Copy every line of the material below that contains the string "picture". Case matters.

** BEGIN INPUT **

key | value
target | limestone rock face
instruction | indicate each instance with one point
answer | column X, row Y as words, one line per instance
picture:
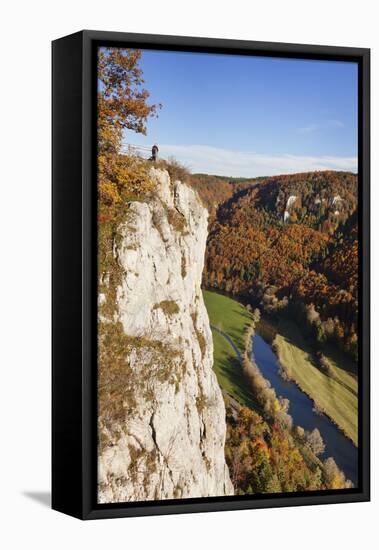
column 170, row 443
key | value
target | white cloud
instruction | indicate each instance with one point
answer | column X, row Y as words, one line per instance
column 225, row 162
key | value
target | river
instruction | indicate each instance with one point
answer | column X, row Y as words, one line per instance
column 302, row 411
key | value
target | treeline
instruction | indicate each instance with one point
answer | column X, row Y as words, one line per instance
column 281, row 244
column 265, row 452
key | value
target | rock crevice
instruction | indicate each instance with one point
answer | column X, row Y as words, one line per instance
column 178, row 414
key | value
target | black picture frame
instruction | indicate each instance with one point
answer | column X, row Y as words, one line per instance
column 74, row 273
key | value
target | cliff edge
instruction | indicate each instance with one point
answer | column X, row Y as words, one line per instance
column 161, row 412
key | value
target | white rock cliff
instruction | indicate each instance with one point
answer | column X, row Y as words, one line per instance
column 171, row 442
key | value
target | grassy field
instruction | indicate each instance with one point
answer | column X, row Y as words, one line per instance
column 232, row 318
column 228, row 315
column 337, row 395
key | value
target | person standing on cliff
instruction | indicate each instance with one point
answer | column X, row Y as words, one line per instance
column 154, row 152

** END INPUT **

- **WRITTEN ANSWER**
picture:
target | black picture frame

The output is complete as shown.